» **O QUE FAZER**:
Reproduza integralmente o trecho do documento que aparece abaixo, sem alterar nenhuma palavra nem sinal.

» **TRECHO DO DOCUMENTO**:
★ ★ ★
Mesmo em condições que me dariam uma vantagem
extrema de cruzar a linha de chegada e encontrar a
plenitude, enxergar a solidão desse posto é mergulhar
num vazio existencial.


Quando o óbvio precisa ser dito sobre situações de
violência ou de preconceito, a sensação aflora. Os
corpos violentados, a alma ferida. A distância até a luz
no fim do túnel se agiganta. O que poucos percebem é
como a exclusão nos deixa sozinhos e, aí, o limite entre
a liberdade e o aprisionamento torna-se tênue.


Ser por completo, e primeiro, antes de tudo mesmo, é o
que nos transforma em pessoas capazes de termos o
outro em nossas vidas. Mas pressupõe também
descobertas e aceitação, essenciais para respeitar a


alteridade. Tanto aquela que existe, circula e vive dentro
de nossos lares quanto a que cruzamos nas ruas,
esquinas, bares, escolas ou supermercados.

Um belo dia resolvi mudar. E fazer tudo o que eu queria
fazer. Os versos não são meus, evidentemente. Em
uma revolução pessoal e nacional, Rita Lee ajuda a
decifrar e traduzir todo esse furacão de existências
femininas. Em tudo o que eu faço. Existe um porquê. Eu
sei que eu nasci. Sei que eu nasci pra saber.

E fui andando sem pensar em voltar. E sem ligar pro
que me aconteceu. Um belo dia vou lhe telefonar. Pra
lhe dizer que aquele sonho cresceu. E não parou de
crescer.
★ ★ ★
» **LINHAS DE REGISTROS**:
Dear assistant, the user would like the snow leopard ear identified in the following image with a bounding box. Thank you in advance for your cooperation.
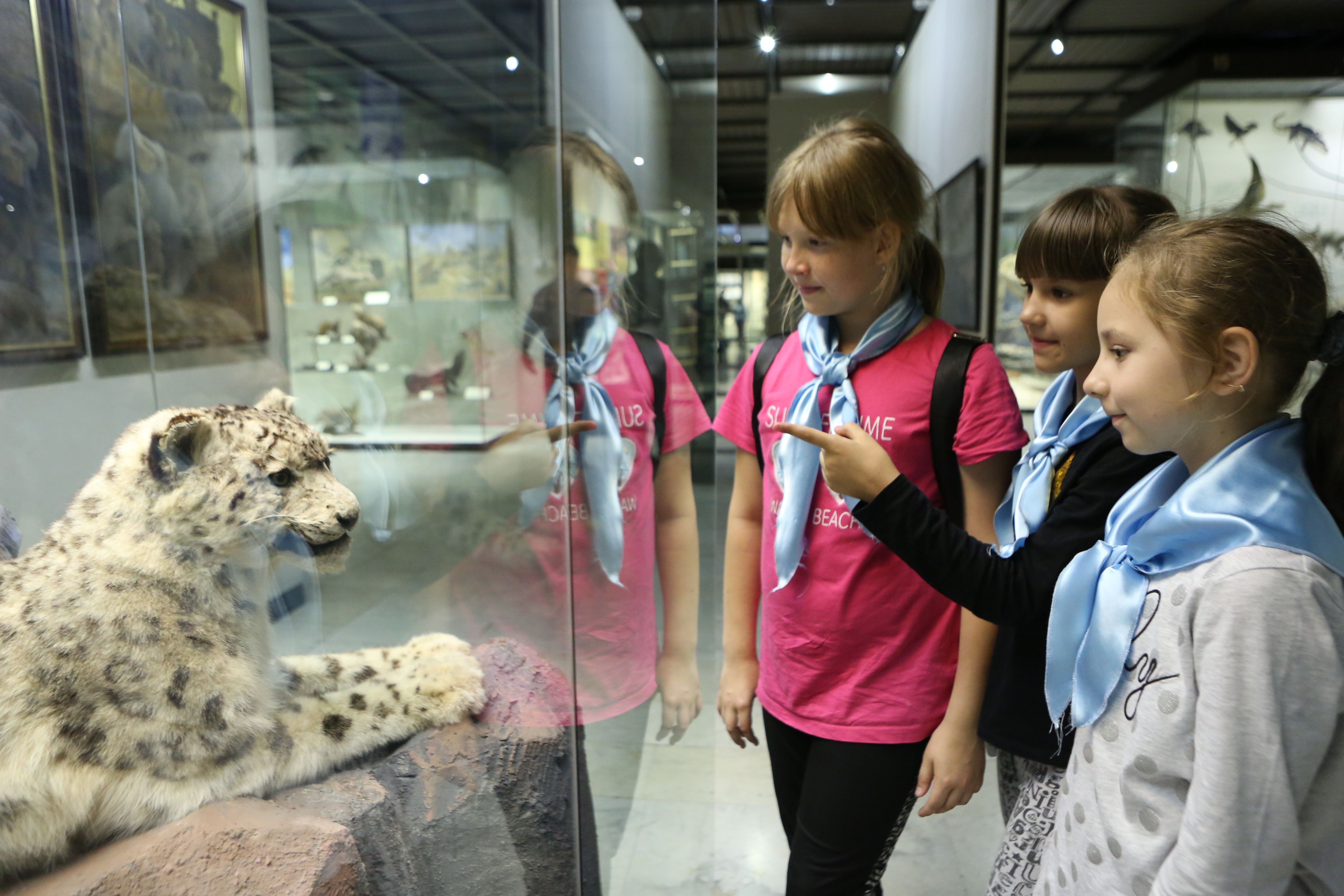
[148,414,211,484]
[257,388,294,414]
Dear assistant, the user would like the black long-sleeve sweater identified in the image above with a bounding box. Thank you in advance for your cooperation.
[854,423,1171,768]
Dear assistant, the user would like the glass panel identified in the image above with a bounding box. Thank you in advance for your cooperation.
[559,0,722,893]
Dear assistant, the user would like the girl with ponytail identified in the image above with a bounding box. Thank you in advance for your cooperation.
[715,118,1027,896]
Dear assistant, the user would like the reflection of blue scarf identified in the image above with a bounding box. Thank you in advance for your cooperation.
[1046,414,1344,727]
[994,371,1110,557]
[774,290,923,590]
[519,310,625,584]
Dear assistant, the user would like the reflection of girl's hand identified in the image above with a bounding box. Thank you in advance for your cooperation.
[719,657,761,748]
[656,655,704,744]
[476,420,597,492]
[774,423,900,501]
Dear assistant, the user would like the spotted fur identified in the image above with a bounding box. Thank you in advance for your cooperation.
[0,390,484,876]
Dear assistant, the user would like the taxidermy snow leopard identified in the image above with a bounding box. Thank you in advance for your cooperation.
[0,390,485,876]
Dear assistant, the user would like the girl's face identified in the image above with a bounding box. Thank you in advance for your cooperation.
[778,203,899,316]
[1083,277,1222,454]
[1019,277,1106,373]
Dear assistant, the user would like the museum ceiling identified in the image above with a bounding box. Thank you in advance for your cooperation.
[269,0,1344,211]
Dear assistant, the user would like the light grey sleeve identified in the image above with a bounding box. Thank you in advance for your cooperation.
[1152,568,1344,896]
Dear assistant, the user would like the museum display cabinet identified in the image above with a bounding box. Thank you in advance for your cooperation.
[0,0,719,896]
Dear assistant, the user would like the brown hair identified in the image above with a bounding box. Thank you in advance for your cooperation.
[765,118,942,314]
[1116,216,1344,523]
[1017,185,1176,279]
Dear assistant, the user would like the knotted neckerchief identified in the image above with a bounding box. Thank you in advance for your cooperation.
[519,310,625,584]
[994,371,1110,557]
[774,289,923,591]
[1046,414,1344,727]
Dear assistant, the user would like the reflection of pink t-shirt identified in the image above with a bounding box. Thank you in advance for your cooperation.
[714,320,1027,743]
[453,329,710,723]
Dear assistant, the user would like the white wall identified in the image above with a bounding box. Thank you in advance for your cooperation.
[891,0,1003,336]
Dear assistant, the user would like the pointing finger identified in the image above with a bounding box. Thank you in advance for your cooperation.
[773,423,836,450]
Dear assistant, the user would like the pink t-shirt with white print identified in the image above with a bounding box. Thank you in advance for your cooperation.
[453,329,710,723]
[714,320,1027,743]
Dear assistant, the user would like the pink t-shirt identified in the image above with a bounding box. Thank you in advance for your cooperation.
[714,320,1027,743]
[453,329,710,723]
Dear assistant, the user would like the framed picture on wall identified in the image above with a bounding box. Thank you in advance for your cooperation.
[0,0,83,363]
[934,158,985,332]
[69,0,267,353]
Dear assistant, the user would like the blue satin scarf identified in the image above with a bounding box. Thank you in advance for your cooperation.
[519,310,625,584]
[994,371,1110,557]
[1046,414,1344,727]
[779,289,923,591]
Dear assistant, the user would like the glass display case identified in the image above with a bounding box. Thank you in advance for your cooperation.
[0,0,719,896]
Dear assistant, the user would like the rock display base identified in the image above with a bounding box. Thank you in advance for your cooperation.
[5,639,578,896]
★ ★ ★
» **SOLUÇÃO ABAIXO**:
Mesmo em condições que me dariam uma vantagem
extrema de cruzar a linha de chegada e encontrar a
plenitude, enxergar a solidão desse posto é mergulhar
num vazio existencial.


Quando o óbvio precisa ser dito sobre situações de
violência ou de preconceito, a sensação aflora. Os
corpos violentados, a alma ferida. A distância até a luz
no fim do túnel se agiganta. O que poucos percebem é
como a exclusão nos deixa sozinhos e, aí, o limite entre
a liberdade e o aprisionamento torna-se tênue.


Ser por completo, e primeiro, antes de tudo mesmo, é o
que nos transforma em pessoas capazes de termos o
outro em nossas vidas. Mas pressupõe também
descobertas e aceitação, essenciais para respeitar a


alteridade. Tanto aquela que existe, circula e vive dentro
de nossos lares quanto a que cruzamos nas ruas,
esquinas, bares, escolas ou supermercados.

Um belo dia resolvi mudar. E fazer tudo o que eu queria
fazer. Os versos não são meus, evidentemente. Em
uma revolução pessoal e nacional, Rita Lee ajuda a
decifrar e traduzir todo esse furacão de existências
femininas. Em tudo o que eu faço. Existe um porquê. Eu
sei que eu nasci. Sei que eu nasci pra saber.

E fui andando sem pensar em voltar. E sem ligar pro
que me aconteceu. Um belo dia vou lhe telefonar. Pra
lhe dizer que aquele sonho cresceu. E não parou de
crescer.